Activity: Work out how many lines in the data below contain the string "dark", and reply with that figure alone.

------------------------------

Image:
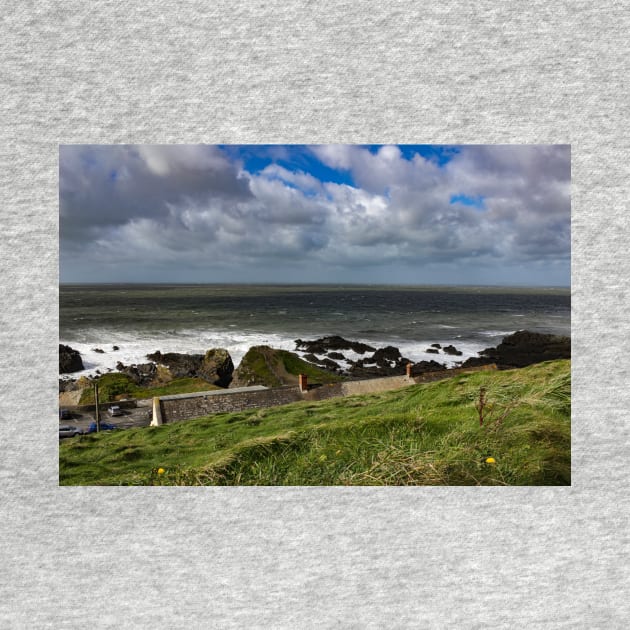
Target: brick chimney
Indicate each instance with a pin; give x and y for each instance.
(303, 382)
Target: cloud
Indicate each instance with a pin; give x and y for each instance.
(198, 209)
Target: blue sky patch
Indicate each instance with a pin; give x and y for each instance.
(469, 200)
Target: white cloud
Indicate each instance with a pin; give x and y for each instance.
(193, 207)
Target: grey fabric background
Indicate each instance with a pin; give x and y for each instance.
(297, 72)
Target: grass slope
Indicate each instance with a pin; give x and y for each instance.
(425, 434)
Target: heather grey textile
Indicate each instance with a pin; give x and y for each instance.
(298, 72)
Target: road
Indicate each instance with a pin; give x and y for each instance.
(130, 418)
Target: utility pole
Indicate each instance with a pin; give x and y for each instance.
(97, 415)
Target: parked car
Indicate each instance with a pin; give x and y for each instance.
(105, 426)
(68, 431)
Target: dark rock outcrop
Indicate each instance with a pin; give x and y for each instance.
(426, 366)
(143, 374)
(452, 350)
(524, 348)
(217, 367)
(180, 365)
(384, 357)
(334, 342)
(69, 360)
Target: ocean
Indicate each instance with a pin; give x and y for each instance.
(141, 319)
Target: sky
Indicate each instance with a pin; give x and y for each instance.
(360, 214)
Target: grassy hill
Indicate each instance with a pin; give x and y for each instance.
(427, 434)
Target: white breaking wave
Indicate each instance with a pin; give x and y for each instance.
(134, 347)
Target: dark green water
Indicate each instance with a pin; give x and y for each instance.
(193, 318)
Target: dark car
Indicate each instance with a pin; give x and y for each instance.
(68, 431)
(105, 426)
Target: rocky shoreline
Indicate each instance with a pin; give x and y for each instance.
(333, 354)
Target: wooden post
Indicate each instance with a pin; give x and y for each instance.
(303, 382)
(97, 415)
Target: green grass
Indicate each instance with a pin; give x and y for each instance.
(114, 386)
(425, 434)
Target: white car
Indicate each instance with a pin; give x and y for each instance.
(68, 431)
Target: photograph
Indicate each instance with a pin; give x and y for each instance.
(315, 315)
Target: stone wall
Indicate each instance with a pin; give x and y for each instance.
(375, 385)
(187, 406)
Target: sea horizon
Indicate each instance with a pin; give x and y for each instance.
(142, 318)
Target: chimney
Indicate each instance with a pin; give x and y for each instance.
(302, 382)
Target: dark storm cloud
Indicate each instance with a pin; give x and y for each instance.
(107, 186)
(198, 209)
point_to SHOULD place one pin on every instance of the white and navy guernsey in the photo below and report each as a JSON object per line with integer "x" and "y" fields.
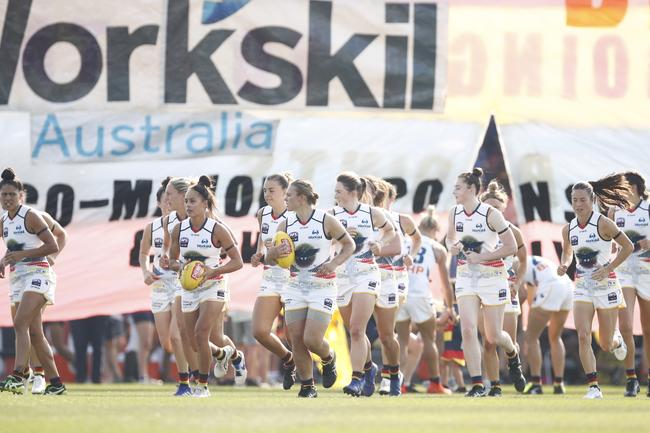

------------------------------

Output below: 4